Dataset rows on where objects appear
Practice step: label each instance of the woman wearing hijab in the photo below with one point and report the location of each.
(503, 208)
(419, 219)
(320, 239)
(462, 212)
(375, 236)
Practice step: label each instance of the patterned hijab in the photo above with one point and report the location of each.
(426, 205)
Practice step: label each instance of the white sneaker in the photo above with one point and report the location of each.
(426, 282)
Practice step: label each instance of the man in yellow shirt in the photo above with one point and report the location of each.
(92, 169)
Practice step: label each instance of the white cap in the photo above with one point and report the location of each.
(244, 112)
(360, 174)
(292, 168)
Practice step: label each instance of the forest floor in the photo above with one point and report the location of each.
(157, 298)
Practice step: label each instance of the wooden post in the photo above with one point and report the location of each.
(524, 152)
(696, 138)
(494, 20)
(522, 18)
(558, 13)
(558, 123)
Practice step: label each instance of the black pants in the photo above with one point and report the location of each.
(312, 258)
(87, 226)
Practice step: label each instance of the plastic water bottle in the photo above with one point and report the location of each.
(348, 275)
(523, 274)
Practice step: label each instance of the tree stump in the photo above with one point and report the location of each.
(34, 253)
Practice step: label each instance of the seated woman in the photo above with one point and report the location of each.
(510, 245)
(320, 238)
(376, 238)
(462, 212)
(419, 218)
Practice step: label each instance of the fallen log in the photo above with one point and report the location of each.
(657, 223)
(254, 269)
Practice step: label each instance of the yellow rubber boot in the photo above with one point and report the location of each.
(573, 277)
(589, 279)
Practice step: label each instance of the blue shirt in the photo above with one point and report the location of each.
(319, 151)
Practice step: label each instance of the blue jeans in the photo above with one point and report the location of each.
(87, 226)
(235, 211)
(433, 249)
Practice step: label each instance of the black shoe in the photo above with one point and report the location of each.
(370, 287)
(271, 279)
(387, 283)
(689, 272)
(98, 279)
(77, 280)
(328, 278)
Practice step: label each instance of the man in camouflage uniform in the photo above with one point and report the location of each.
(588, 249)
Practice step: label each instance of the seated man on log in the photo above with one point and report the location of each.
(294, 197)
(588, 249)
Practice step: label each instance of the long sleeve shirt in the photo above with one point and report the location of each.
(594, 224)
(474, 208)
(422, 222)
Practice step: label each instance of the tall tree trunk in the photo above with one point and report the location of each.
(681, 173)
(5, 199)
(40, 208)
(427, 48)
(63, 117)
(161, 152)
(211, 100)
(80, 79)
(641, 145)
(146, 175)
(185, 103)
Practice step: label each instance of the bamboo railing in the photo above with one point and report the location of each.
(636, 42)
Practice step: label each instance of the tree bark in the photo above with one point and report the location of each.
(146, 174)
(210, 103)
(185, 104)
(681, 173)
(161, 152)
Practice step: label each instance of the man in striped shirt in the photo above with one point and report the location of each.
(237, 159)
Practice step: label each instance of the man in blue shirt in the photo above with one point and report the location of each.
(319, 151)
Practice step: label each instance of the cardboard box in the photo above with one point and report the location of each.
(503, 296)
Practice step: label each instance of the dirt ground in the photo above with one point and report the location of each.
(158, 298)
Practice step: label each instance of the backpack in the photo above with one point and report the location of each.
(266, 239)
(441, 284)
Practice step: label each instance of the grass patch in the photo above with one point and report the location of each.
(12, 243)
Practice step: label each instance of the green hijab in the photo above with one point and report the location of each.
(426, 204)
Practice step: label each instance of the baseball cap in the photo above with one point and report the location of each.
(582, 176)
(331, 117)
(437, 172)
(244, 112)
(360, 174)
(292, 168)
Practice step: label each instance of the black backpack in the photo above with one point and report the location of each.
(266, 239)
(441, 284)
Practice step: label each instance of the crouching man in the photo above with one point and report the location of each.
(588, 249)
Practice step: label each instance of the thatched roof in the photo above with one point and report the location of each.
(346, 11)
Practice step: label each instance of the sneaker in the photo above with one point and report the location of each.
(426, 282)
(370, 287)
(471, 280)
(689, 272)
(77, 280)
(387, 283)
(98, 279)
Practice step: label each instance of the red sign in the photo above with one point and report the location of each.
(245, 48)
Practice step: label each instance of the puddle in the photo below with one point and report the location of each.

*Written problem*.
Print every line of the records exactly. Omit nothing.

*Expected answer*.
Practice step: label each instance of the woman wearing hijab in the photo below with one point and report the location of each.
(503, 208)
(419, 219)
(320, 239)
(462, 212)
(375, 236)
Practice step: label each instance of the patterned hijab in the photo above with one point and report the location of each.
(426, 205)
Practice step: label each instance of the white sneaker in the photo above with one point and report the location of each.
(426, 282)
Practice step: label each instance of the man in yellow shirt in the photo above with one point and report the location of each.
(92, 169)
Practice step: label each instance of the white cap in the photo above with one point and report the location of each.
(244, 112)
(360, 174)
(292, 168)
Practice step: label each instance of the forest floor in the photo above with one point and report the location of each.
(157, 298)
Practice step: label each instance of the wooden post in the photo above with one point and report the location of each.
(524, 152)
(696, 138)
(494, 20)
(522, 18)
(558, 13)
(558, 123)
Practice step: label each instance of the black pants in the photo above with one point and report the location of each.
(312, 258)
(87, 226)
Practice step: label each instance of the plastic water bottle in the photo above with one point and report the location of each.
(348, 275)
(523, 274)
Practice step: label each instance of the tree stump in the photo above with one point and report the location of each.
(34, 253)
Practice step: label each instance of the seated woman in the photo above with one point and report the location of each.
(510, 245)
(320, 238)
(376, 238)
(462, 212)
(419, 218)
Practice step: label each instance of the fallen log in the photo above with one point and report the location of each.
(657, 223)
(254, 269)
Practice step: label each instance of the yellow rubber boot in the photo above with one point and report the location of each.
(573, 277)
(589, 279)
Practice step: label each instance of the blue shirt in the photo above with one point and report the location of each.
(319, 151)
Practice step: label each instance of the blue jeans in the photo above with one point and report the location of each.
(87, 226)
(235, 211)
(433, 249)
Practice step: label each instance of the black shoe in the photo above with one point and report the location of each.
(370, 287)
(271, 279)
(387, 283)
(689, 272)
(98, 279)
(77, 280)
(328, 278)
Practice step: label each instance of the man in camouflage uniform in the photo above with one point and report the location of each.
(588, 249)
Practice step: label each instance of the seated man on log in the photo above with one point and report the location of each.
(294, 197)
(588, 249)
Practice step: label each instance of the long sleeve shirt in the photo above with one point and report the location of each.
(594, 224)
(474, 208)
(422, 222)
Practice step: label each instance of the tall tree trunk in the photo above with one point and report the location of each.
(681, 173)
(5, 199)
(40, 208)
(427, 48)
(63, 117)
(161, 152)
(211, 100)
(80, 79)
(641, 145)
(146, 175)
(185, 103)
Practice step: label each instance of the bamboo railing in the photo above with one point and report the location of each.
(636, 42)
Practice step: label each instance of the tree bark in the photo above with one point and report the location of each.
(146, 174)
(210, 103)
(185, 104)
(681, 173)
(161, 152)
Practice step: label each instance of the man in striped shirt in the photo above with one point and report the location of each.
(237, 159)
Practice step: label each instance of the man in blue shirt in the photo above with one point and report the location of each.
(319, 151)
Practice step: label each instance of the cardboard box in the photo above with one point and report the location of each.
(503, 296)
Practice step: label each instance of the dirt ground in the photo above with one point and report the location of each.
(158, 298)
Practice step: label each instance of the backpack in the photo above with one point and report the location of each.
(266, 239)
(441, 284)
Practice step: label each instance of the grass patch in the photo above with one point and report the location of each.
(12, 243)
Practice step: label each instance of the green hijab in the photo above with one point and report the location of each.
(426, 204)
Practice step: label each instance of the baseball cap in the photo above with one point and report the location of each.
(582, 176)
(331, 117)
(437, 172)
(244, 112)
(360, 174)
(292, 168)
Practice step: label each instance of the black backpack in the photo above with one point and report the location of each.
(266, 239)
(441, 284)
Practice step: label each instance of the crouching man in the photo above with one point and report the location of each.
(588, 249)
Practice step: label each instance of the thatched roof in the photo above with one point and report the location of each.
(346, 11)
Practice step: label each instance of the sneaker in the photo above with one point and report the location of each.
(426, 282)
(370, 287)
(471, 280)
(689, 272)
(77, 280)
(387, 283)
(98, 279)
Practice step: label each instance of the red sign in the photo above with one point and report the location of each.
(245, 48)
Practice step: label each instance of the puddle in the photo below with one point and report the location of each.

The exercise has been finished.